> _作業内容_:
[A] ジェネレーティブAIの解説文によると、英金融行為監督機構は何件の実際の決済データを教師データとして学習させていますか。
[B] ジェネレーティブAIの解説文の一部を、正確に書き写してください。「ジェネレーティブAIは幅広い」という語句を含む箇所から始め、「同定できる可能性を実証した。」という語句のあとで止めてください。
[C] ジェネレーティブAIの解説文を、最後の文の次から書き継いでください。

自ら新しい画像を生み出したり設計図を作ったりといった創造性を持つAI(人工知能)。米ガートナーはジェネレーティブAIについて、「サンプルデータから成果物のデジタル表現を学習し、独創的かつ現実的な新しい成果物を生成するAI」と定義している。
ジェネレーティブAIは幅広い分野への応用が期待されている。ものづくりでは耐久性と軽量化を両立させる設計、化学分野では新素材や新薬の開発、IT分野ではコードの生成やアプリの操作画面の設計などへの応用が期待できる。ガートナーの予測では2025年までに、社会全体で生成されるデータのうちジェネレーティブAIによるものは現在の1%未満から10%に増える。さらに2027年までにメーカーの30%が製品開発の効率を上げるためにジェネレーティブAIを使い、先進創薬企業の50%が2025年までにジェネレーティブAIを使用すると予想する。
ガートナージャパンの亦賀忠明ディスティングイッシュト・バイスプレジデント アナリストは「AIの手法の進化により、ジェネレーティブAIは研究段階から実用段階に移行しつつある」と指摘する。データから特徴を学習して実在しないデータを生成したり元データの特徴に沿って変換したりする「敵対的生成ネットワーク(GAN)」や、自然言語処理向けの深層学習モデル「Transformer」をベースにカスタマイズした文章生成AI「GPT-3」などの登場で注目が増しているという。
さらなる応用例もある。英金融行為監督機構(FCA)は不正な決済を検知するAIの開発に向け、ジェネレーティブAIを活用している。実際の決済データ500万件を教師データとして学習させ、サンプルの決済データを大量に生成している。米サウスカロライナ大学と中国の貴州大学は、新たな無機化合物の化学構造などを調べる「同定」にジェネレーティブAIを用い、従来の手法より100倍以上高速に同定できる可能性を実証した。

> _表示データ_:
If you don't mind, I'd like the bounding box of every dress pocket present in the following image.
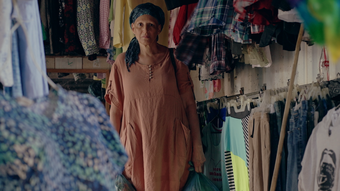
[173,119,191,157]
[121,123,137,177]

> _回答一覧_:
[A] 500万件です。

[B]
ジェネレーティブAIは幅広い分野への応用が期待されている。ものづくりでは耐久性と軽量化を両立させる設計、化学分野では新素材や新薬の開発、IT分野ではコードの生成やアプリの操作画面の設計などへの応用が期待できる。ガートナーの予測では2025年までに、社会全体で生成されるデータのうちジェネレーティブAIによるものは現在の1%未満から10%に増える。さらに2027年までにメーカーの30%が製品開発の効率を上げるためにジェネレーティブAIを使い、先進創薬企業の50%が2025年までにジェネレーティブAIを使用すると予想する。
ガートナージャパンの亦賀忠明ディスティングイッシュト・バイスプレジデント アナリストは「AIの手法の進化により、ジェネレーティブAIは研究段階から実用段階に移行しつつある」と指摘する。データから特徴を学習して実在しないデータを生成したり元データの特徴に沿って変換したりする「敵対的生成ネットワーク(GAN)」や、自然言語処理向けの深層学習モデル「Transformer」をベースにカスタマイズした文章生成AI「GPT-3」などの登場で注目が増しているという。
さらなる応用例もある。英金融行為監督機構(FCA)は不正な決済を検知するAIの開発に向け、ジェネレーティブAIを活用している。実際の決済データ500万件を教師データとして学習させ、サンプルの決済データを大量に生成している。米サウスカロライナ大学と中国の貴州大学は、新たな無機化合物の化学構造などを調べる「同定」にジェネレーティブAIを用い、従来の手法より100倍以上高速に同定できる可能性を実証した。

[C]
悪用リスクと求められる倫理観
ジェネレーティブAIは社会や経済に甚大な被害を及ぼしかねない危険性も併せ持つ。一例が本物と見分けがつかない生成物「ディープフェイク」だ。あたかも政治家や著名人本人が話しているかのような動画やフェイクニュースが生成されると、大きな混乱を来しかねない。悪意のあるコードの生成やデジタルアートの贋作(がんさく)といった悪用も懸念される。
AI倫理を巡っては2021年11月、国連教育科学文化機関(ユネスコ)が国際的な規範を策定し、加盟国への「勧告」として総会で採択した。AI倫理に関する初の国際合意で、人間の尊厳、人権、基本的自由、環境、平和といった価値の保護のための原則などを盛り込んでいる。ジェネレーティブAIを含めたAIのメリットを享受しつつ、リスクを減らすには、AIを生み出し利用する一人ひとりの倫理観をアップデートする必要がある。亦賀氏は「時代に取り残されないためには、使いながらリテラシーを上げていくことが大切だ」と話す。